• _Requirement 1_: List the three things the Iran passage says men love to do.

• _Excerpted text_:

Will it give them to terrorists who will use them on everyone? This is an unrealistic prospect. First, Iran wants to keep its foes on their toes, but does not want to destroy the world. Mahmoud Ahmadinejad’s rhetoric is just posturing. Men love to strut and posture and look tough. Men build big guns and missiles and hold military parades to feel good about themselves. Some men will always talk tough, even if, behind the scenes, they are actually hoping they will not have to carry through.

Second, most terrorists have no ability to detonate a nuclear weapon. As John Mueller explains, a nuclear bomb is not a toy. It is very hard to assemble and use, and will not simply blow up the world if tapped with a hammer. Moreover, if Iran supplied terrorists with weapons, intelligence agencies would find out and governments would fiercely punish Iran.

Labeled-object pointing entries
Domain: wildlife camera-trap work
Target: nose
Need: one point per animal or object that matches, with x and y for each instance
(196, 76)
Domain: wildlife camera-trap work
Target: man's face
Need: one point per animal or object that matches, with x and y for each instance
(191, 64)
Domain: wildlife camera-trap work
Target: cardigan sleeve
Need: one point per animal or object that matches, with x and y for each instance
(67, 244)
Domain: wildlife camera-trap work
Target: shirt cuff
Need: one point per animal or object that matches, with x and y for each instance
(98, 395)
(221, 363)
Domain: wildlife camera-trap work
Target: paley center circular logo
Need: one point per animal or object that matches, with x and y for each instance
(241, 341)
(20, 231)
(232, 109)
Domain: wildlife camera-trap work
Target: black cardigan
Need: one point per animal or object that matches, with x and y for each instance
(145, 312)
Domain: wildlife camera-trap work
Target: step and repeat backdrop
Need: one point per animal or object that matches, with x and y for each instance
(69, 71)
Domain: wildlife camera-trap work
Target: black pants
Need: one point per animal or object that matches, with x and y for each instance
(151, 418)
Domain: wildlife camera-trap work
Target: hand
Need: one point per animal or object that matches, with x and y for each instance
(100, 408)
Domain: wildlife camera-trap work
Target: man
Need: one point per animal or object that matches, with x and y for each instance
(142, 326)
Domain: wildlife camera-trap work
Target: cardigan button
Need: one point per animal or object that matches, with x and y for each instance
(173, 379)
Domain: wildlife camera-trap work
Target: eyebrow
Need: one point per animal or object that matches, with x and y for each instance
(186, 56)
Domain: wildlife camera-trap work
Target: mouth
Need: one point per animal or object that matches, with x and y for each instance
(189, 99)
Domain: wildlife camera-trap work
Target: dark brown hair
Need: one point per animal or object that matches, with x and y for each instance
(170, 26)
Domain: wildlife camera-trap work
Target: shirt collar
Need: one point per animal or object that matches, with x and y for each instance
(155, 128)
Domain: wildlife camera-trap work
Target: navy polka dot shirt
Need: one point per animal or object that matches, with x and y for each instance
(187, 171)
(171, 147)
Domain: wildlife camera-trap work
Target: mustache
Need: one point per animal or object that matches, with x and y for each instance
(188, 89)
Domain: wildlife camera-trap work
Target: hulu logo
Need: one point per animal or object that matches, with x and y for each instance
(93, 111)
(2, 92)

• _Requirement 2_: Gather every line of the entries that contains the string "cardigan", treating uppercase and lowercase as different.

• _Exercise response 1_: strut, posture, look tough

• _Exercise response 2_:
Target: cardigan sleeve
Target: black cardigan
Target: cardigan button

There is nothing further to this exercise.